**Your objective:** Rewrite every line of the material below as an item in a numbered list, leaving out any blank lines.

**Provided entries:**
++++++++

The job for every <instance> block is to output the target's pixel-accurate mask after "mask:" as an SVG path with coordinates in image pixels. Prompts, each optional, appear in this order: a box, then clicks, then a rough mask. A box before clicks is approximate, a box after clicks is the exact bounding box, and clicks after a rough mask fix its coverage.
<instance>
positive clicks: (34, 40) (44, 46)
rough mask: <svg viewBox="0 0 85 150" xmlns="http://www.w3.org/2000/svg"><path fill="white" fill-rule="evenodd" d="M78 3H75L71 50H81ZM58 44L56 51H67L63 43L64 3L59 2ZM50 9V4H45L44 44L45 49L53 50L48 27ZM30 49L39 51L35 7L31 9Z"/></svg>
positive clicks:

++++++++

**Output for this exercise:**
1. The job for every <instance> block is to output the target's pixel-accurate mask after "mask:" as an SVG path with coordinates in image pixels. Prompts, each optional, appear in this order: a box, then clicks, then a rough mask. A box before clicks is approximate, a box after clicks is the exact bounding box, and clicks after a rough mask fix its coverage.
2. <instance>
3. positive clicks: (34, 40) (44, 46)
4. rough mask: <svg viewBox="0 0 85 150" xmlns="http://www.w3.org/2000/svg"><path fill="white" fill-rule="evenodd" d="M78 3H75L71 50H81ZM58 44L56 51H67L63 43L64 3L59 2ZM50 9V4H45L44 44L45 49L53 50L48 27ZM30 49L39 51L35 7L31 9Z"/></svg>
5. positive clicks:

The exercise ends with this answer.